-- SOURCE MATERIAL follows --
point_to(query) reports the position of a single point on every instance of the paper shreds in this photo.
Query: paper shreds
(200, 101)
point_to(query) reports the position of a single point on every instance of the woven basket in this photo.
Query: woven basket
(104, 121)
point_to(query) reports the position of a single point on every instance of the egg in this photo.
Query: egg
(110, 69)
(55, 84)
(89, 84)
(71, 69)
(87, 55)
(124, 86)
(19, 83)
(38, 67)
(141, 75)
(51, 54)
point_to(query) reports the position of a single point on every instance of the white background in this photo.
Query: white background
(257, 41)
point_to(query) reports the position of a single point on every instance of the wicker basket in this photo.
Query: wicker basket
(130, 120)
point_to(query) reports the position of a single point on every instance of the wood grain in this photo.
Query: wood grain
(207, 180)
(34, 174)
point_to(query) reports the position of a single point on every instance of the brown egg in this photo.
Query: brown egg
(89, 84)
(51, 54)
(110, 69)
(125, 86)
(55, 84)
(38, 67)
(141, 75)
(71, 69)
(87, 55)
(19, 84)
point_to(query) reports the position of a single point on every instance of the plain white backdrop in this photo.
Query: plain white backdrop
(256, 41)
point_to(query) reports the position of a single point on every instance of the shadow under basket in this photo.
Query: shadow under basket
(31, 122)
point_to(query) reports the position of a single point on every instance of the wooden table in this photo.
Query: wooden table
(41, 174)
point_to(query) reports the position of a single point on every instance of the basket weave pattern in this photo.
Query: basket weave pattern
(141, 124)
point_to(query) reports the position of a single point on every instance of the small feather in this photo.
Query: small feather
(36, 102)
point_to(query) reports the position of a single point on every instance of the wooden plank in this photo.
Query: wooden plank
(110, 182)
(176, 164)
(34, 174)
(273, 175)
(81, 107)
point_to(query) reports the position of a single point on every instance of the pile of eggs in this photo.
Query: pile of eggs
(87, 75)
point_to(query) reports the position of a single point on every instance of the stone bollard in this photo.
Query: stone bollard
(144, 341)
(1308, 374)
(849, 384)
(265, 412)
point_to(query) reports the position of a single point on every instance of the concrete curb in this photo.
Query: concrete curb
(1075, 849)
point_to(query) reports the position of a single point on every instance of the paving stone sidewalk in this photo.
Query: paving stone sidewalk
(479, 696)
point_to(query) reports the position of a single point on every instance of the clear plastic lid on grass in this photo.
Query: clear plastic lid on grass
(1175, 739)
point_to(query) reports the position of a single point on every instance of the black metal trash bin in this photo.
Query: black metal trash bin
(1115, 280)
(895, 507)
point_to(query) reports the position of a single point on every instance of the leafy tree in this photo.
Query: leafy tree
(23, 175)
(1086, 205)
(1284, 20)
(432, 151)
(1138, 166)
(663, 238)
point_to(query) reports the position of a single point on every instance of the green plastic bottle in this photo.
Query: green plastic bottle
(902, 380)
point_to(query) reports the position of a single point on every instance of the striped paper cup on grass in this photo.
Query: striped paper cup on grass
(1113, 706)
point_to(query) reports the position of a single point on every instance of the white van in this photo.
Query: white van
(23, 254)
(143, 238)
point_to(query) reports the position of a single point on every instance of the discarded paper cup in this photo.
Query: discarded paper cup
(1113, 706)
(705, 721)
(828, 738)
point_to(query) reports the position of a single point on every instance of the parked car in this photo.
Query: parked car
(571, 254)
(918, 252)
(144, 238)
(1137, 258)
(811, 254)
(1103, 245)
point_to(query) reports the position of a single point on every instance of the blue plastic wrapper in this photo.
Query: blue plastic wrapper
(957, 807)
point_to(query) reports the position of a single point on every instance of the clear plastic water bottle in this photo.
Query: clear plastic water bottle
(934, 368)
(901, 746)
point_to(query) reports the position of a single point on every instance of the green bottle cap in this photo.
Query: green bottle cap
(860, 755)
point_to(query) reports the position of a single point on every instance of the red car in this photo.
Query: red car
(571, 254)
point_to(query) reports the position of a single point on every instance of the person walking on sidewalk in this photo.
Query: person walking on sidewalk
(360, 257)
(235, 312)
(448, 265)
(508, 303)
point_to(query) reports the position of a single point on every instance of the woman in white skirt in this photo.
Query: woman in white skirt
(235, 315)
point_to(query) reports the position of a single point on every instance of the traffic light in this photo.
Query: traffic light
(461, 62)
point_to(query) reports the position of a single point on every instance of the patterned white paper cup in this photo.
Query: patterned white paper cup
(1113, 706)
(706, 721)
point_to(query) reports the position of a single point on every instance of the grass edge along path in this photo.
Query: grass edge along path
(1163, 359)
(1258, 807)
-- SOURCE MATERIAL concluded --
§ **ABOUT THIS TASK**
Reproduce the records above exactly, character for character.

§ **WRITTEN SOLUTION**
point_to(query) reports the position of a single point on every instance of the paper shreds in this photo.
Query: paper shreds
(200, 101)
point_to(query) reports the position of a single point on every instance of the woven basket in this photo.
Query: woven basket
(104, 121)
point_to(query) reports the position of a single point on every instance of the egg in this photo.
Query: egg
(110, 69)
(55, 84)
(89, 84)
(71, 69)
(87, 55)
(124, 86)
(19, 83)
(38, 67)
(141, 75)
(51, 54)
point_to(query) reports the position of a single point on every instance of the white background in this photo.
Query: white background
(257, 41)
point_to(query) reports the position of a single point on every instance of the wicker basket in this photo.
Query: wicker basket
(130, 120)
point_to(query) reports the position of a single point on every instance of the wood grain in this photo.
Query: wood grain
(207, 180)
(34, 174)
point_to(query) reports the position of a single point on every instance of the brown egg in this photo.
Query: brown egg
(89, 84)
(51, 54)
(110, 69)
(125, 86)
(55, 84)
(38, 67)
(141, 75)
(71, 69)
(87, 55)
(19, 84)
point_to(query) reports the position of a single point on every instance of the plain white backdrop in this photo.
Query: plain white backdrop
(256, 41)
point_to(query) reports the position of a single point on every instance of the shadow under basket in this photo.
Query: shadow under basket
(31, 122)
point_to(query) reports the position of a single point on every instance of the wooden table in this photo.
Query: wooden table
(41, 174)
point_to(query) reports the position of a single point on every instance of the basket weave pattern in this photo.
Query: basket weave pattern
(141, 124)
point_to(query) reports the position of a single point on every instance of the small feather in this photo.
Query: small feather
(36, 102)
point_to(query) reports the position of a single point on every instance of the wooden plank in this photo.
Query: wooden plank
(110, 182)
(176, 164)
(34, 174)
(273, 175)
(81, 107)
point_to(query) reports the position of a single point on every instance of the pile of eggs in this photo.
Query: pile of eggs
(87, 75)
point_to(query) reports the position of a single point on every instance of the stone bollard in this photo.
Query: stone bollard
(144, 341)
(1308, 374)
(849, 384)
(265, 412)
point_to(query) reports the position of a single point on every instance of the concrete curb in this photo.
Query: concrete curb
(1075, 849)
point_to(query) reports the position of a single point on every instance of the paving stone sidewalk in this photo.
Query: paving stone sidewalk
(479, 696)
point_to(query) reports the position of a single point on every instance of the clear plastic lid on grass in this photo.
Query: clear plastic lid on grass
(1175, 739)
point_to(query) reports the position of a single point on every instance of the black metal trash bin in this photo.
Query: black metal trash bin
(1115, 280)
(895, 507)
point_to(query) reports the position of a single point on every instance of the leafy tree in this photo.
Query: leafy tree
(23, 175)
(1086, 205)
(1284, 20)
(432, 151)
(1138, 166)
(663, 238)
point_to(query) reports the position of a single point on every instance of the green plastic bottle in this photo.
Query: green plastic bottle
(902, 380)
point_to(query) reports the position of a single point on every instance of the striped paper cup on grass in this photo.
Query: striped paper cup on grass
(1113, 706)
point_to(query) reports the position of a single point on every instance of the white van in this photo.
Query: white van
(23, 254)
(143, 238)
point_to(query) reports the position of a single point on every instance of the discarded paper cup in this photo.
Query: discarded paper cup
(1113, 706)
(705, 721)
(828, 738)
point_to(query) reports the position of a single point on every instance of the parked car in this photo.
Query: parked car
(571, 254)
(918, 252)
(144, 238)
(1137, 258)
(811, 254)
(1103, 245)
point_to(query) reports the position of a single point on every instance of the blue plastic wrapper in this photo.
Query: blue plastic wrapper
(957, 807)
point_to(query) reports the position of a single point on every instance of the clear plastic water bottle in this photo.
Query: clear plastic water bottle
(934, 368)
(901, 746)
point_to(query) reports the position of a single point on every instance of the green bottle cap in this photo.
Query: green bottle cap
(860, 755)
point_to(query) reports the position of a single point on every instance of the red car in this photo.
Query: red car
(571, 254)
point_to(query) reports the position of a single point on every instance of the person walking on sidewalk in this photo.
Query: person walking on sidewalk
(360, 257)
(235, 312)
(448, 265)
(508, 303)
point_to(query) reports the position of a single point on every instance of the woman in white skirt in this photo.
Query: woman in white skirt
(235, 315)
point_to(query) reports the position of a single point on every instance of the traffic light in this photo.
Query: traffic light
(461, 62)
point_to(query) reports the position of a single point on every instance of the patterned white paper cup in this photo.
Query: patterned white paper cup
(1113, 706)
(706, 721)
point_to(query) reports the position of a single point on every instance of the grass edge along path in this photo.
Query: grass edge along path
(1163, 359)
(1258, 807)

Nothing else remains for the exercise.